Excerpt to read =
——

[v1,bpf-next,7/9] selftests/bpf: Add test exercising bpf_refcount_acquire race condition

Commit Message

Dave Marchevsky May 4, 2023, 5:33 a.m. UTC

The selftest added in this patch is the exact scenario described by
Kumar in [0] and fixed by earlier patches in this series. The long
comment added in progs/refcounted_kptr.c restates the use-after-free
scenario.

The added test uses bpf__unsafe_spin_{lock, unlock} to force the
specific problematic interleaving we're interested in testing, and
bpf_refcount_read to confirm refcount incr/decr work as expected.

  [0]: https://lore.kernel.org/bpf/atfviesiidev4hu53hzravmtlau3wdodm2vqs7rd7tnwft34e3@xktodqeqevir/

Signed-off-by: Dave Marchevsky <davemarchevsky@fb.com>
---
 .../bpf/prog_tests/refcounted_kptr.c          | 104 +++++++++++-
 .../selftests/bpf/progs/refcounted_kptr.c     | 158 ++++++++++++++++++
 2 files changed, 261 insertions(+), 1 deletion(-)

——

Listed records =
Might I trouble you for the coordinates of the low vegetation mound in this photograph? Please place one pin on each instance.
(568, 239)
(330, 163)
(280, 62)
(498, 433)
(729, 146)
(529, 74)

——

Goals =
1. According to the bpf selftest patch, how many insertions does the change make across its two files?
2. Pick up the bpf selftest patch right after its final line and carry it forward.

Answers per task =
1. 261 insertions.

2.
Comments

Alexei Starovoitov May 5, 2023, 2:34 a.m. UTC | #1

On Wed, May 03, 2023 at 10:33:36PM -0700, Dave Marchevsky wrote:
> The selftest added in this patch is the exact scenario described by
> Kumar in [0] and fixed by earlier patches in this series. The long
> comment added in progs/refcounted_kptr.c restates the use-after-free
> scenario.
> 
> The added test uses bpf__unsafe_spin_{lock, unlock} to force the
> specific problematic interleaving we're interested in testing, and
> bpf_refcount_read to confirm refcount incr/decr work as expected.
> 
>   [0]: https://lore.kernel.org/bpf/atfviesiidev4hu53hzravmtlau3wdodm2vqs7rd7tnwft34e3@xktodqeqevir/
> 
> Signed-off-by: Dave Marchevsky <davemarchevsky@fb.com>
> ---
>  .../bpf/prog_tests/refcounted_kptr.c          | 104 +++++++++++-
>  .../selftests/bpf/progs/refcounted_kptr.c     | 158 ++++++++++++++++++
>  2 files changed, 261 insertions(+), 1 deletion(-)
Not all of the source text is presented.